• _Written exercise_
In the material below, copy out word for word the stretch from the line containing "Mark one point on every instance of the blue wheelchair" through the line containing "Target: sculpted shoe", including both of those lines.
===== Data for the task
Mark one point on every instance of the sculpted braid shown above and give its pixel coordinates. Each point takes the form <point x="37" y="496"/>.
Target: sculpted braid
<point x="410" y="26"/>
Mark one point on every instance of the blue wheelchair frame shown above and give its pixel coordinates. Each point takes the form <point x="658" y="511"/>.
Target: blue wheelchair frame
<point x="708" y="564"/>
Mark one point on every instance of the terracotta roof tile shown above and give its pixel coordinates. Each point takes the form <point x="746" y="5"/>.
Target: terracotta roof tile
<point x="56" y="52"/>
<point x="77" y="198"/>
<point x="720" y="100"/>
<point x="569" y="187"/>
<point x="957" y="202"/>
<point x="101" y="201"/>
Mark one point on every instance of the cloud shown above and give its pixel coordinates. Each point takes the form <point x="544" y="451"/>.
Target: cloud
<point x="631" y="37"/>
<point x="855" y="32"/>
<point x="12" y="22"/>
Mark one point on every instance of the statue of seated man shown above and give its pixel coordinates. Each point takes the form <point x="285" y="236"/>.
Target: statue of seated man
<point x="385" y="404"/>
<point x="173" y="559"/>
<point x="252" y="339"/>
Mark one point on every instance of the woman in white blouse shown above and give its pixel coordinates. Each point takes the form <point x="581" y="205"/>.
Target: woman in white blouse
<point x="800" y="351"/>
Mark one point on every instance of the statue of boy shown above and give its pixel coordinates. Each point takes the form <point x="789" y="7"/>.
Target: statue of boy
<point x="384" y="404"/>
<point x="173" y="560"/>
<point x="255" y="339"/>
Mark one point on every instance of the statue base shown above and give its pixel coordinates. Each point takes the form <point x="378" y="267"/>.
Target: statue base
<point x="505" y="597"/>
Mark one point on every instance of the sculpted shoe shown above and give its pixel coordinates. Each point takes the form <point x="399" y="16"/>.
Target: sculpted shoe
==========
===== Data for the task
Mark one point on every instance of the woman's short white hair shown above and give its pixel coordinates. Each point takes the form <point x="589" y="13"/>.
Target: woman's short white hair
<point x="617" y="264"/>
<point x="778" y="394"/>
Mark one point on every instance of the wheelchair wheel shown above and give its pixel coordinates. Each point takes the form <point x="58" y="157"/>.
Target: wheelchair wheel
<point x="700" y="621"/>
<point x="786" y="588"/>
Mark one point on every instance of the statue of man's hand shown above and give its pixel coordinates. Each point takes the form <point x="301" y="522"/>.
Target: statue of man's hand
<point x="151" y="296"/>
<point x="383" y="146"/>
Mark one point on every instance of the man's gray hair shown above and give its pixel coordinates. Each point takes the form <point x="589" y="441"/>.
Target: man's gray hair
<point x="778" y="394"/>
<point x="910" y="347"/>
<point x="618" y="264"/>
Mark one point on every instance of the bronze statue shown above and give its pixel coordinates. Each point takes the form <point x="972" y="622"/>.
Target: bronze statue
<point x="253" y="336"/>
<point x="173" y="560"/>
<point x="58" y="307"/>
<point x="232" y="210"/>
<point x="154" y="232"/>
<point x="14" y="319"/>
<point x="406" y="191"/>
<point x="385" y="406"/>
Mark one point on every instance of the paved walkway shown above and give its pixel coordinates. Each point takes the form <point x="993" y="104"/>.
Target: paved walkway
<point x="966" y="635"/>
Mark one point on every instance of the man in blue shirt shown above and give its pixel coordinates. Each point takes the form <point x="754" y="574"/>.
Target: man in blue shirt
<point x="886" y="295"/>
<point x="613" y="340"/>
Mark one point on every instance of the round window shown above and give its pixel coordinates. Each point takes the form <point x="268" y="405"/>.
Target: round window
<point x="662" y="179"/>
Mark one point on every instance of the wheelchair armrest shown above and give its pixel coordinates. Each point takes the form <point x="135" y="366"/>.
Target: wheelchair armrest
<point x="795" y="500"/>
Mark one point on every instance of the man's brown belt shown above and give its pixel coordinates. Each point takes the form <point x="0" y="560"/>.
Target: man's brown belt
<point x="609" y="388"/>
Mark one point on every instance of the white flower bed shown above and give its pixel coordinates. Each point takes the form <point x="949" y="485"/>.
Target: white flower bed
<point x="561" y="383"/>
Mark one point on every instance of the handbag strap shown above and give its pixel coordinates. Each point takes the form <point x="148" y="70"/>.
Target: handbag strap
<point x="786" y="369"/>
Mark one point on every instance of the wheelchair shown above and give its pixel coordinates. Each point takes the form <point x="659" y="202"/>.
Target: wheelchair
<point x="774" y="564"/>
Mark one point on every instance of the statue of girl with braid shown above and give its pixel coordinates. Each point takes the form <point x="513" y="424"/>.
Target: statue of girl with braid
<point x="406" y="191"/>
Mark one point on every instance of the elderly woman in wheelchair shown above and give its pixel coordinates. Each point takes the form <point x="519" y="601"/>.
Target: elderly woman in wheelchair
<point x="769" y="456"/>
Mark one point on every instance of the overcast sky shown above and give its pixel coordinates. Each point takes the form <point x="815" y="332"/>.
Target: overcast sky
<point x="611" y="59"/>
==========
===== Data for the task
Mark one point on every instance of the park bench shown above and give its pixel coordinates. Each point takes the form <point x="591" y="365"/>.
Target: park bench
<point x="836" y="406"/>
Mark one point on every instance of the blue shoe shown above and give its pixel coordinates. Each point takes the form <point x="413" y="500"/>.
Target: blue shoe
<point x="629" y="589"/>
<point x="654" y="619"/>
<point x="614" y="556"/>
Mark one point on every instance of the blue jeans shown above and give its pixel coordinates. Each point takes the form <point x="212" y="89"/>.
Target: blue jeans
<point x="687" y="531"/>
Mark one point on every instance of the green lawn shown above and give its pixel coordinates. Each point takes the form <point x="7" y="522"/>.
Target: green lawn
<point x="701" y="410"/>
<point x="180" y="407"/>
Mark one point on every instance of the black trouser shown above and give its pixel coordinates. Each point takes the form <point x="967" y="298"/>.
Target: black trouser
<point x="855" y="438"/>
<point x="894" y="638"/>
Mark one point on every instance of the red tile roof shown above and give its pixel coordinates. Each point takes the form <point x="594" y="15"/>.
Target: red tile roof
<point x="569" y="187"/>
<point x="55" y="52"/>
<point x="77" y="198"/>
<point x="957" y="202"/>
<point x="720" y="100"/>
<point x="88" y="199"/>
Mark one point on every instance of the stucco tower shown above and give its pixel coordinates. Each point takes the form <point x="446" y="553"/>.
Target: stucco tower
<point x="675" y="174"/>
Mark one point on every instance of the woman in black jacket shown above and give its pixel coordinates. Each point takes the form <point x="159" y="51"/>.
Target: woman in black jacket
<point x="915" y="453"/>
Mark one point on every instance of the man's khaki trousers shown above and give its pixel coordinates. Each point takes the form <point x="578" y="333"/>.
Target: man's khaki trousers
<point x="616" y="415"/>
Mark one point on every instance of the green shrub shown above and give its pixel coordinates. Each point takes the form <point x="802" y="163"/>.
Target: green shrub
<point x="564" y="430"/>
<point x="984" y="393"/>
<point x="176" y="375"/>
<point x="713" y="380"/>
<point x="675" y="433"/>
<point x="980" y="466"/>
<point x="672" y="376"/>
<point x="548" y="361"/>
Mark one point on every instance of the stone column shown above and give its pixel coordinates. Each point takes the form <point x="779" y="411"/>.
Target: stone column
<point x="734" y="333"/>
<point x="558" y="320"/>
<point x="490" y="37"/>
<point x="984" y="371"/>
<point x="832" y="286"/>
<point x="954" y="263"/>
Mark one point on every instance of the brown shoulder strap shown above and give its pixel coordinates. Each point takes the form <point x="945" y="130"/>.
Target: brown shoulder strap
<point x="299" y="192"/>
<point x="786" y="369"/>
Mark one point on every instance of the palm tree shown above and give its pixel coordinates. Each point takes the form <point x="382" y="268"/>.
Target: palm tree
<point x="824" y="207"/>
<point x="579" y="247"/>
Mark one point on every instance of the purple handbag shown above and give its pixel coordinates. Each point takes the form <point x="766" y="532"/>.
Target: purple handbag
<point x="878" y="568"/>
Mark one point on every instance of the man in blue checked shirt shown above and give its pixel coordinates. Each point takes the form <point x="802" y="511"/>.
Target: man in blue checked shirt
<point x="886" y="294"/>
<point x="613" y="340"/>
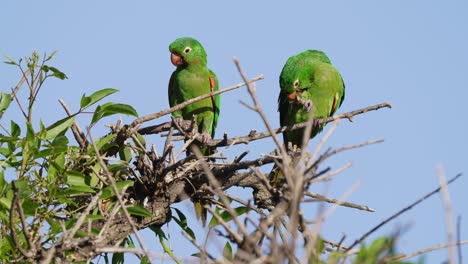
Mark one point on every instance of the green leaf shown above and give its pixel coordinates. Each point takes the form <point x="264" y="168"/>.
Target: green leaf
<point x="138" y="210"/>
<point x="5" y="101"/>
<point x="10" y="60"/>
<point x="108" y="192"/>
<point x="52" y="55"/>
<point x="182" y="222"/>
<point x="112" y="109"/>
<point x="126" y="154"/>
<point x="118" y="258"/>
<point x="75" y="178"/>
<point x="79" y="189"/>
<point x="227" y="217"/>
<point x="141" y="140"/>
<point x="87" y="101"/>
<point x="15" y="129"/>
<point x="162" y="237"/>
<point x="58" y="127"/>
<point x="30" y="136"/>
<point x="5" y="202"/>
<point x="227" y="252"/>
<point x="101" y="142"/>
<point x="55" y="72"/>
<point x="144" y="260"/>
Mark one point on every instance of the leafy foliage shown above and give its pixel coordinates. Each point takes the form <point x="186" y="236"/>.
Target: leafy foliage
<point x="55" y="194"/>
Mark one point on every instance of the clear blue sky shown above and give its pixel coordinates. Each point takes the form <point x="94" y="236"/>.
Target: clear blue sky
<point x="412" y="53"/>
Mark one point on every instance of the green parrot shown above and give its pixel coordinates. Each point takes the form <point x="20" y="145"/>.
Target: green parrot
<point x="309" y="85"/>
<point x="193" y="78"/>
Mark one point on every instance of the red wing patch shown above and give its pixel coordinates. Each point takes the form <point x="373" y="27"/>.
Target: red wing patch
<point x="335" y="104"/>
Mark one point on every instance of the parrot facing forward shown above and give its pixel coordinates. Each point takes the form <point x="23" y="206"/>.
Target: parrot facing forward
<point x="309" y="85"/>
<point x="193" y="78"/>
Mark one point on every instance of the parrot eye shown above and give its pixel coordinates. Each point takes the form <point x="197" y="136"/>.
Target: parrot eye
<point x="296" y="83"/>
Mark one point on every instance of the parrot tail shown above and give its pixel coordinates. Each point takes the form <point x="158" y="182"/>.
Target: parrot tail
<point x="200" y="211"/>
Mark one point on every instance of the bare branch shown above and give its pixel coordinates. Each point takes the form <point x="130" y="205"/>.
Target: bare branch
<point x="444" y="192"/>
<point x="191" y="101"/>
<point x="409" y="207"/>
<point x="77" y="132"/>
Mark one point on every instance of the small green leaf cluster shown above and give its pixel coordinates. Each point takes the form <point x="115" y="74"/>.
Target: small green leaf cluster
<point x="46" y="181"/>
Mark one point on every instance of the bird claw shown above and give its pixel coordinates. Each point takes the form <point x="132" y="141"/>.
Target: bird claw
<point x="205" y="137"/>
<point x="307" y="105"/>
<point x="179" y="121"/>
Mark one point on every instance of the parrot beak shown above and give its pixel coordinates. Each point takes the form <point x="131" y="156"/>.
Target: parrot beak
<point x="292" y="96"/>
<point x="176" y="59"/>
==========
• _Result of the exercise_
Mark one point on every instance of the blue wheelchair frame shown above and give its pixel coordinates. Each point takes the form <point x="658" y="511"/>.
Target: blue wheelchair frame
<point x="708" y="564"/>
Mark one point on every instance of the terracotta roof tile shown above and give its pixel coordinates. Each point takes the form <point x="746" y="5"/>.
Target: terracotta roof tile
<point x="56" y="52"/>
<point x="77" y="198"/>
<point x="720" y="100"/>
<point x="569" y="187"/>
<point x="957" y="202"/>
<point x="101" y="201"/>
Mark one point on every instance of the cloud shown above and give its pixel coordinates. Each point takes the form <point x="544" y="451"/>.
Target: cloud
<point x="631" y="37"/>
<point x="855" y="32"/>
<point x="12" y="22"/>
Mark one point on every instance of the statue of seated man shown above and give its pixel coordinates. Each point takes the form <point x="285" y="236"/>.
Target: statue of seated man
<point x="385" y="404"/>
<point x="173" y="559"/>
<point x="252" y="339"/>
Mark one point on every instance of the woman in white blouse shown above and give its pixel coordinates. Each point takes the form <point x="581" y="205"/>.
Target: woman in white blouse
<point x="800" y="351"/>
Mark one point on every instance of the statue of boy shown above and give its pixel coordinates. Each point takes the form <point x="789" y="7"/>.
Target: statue of boy
<point x="384" y="404"/>
<point x="173" y="560"/>
<point x="255" y="339"/>
Mark one point on every instance of the statue base shown above and give its pixel coordinates. Each point takes the form <point x="378" y="267"/>.
Target: statue base
<point x="505" y="597"/>
Mark one point on every instance of the sculpted shoe shown above and give its pixel coordinates. Each point takes the form <point x="399" y="16"/>.
Target: sculpted shoe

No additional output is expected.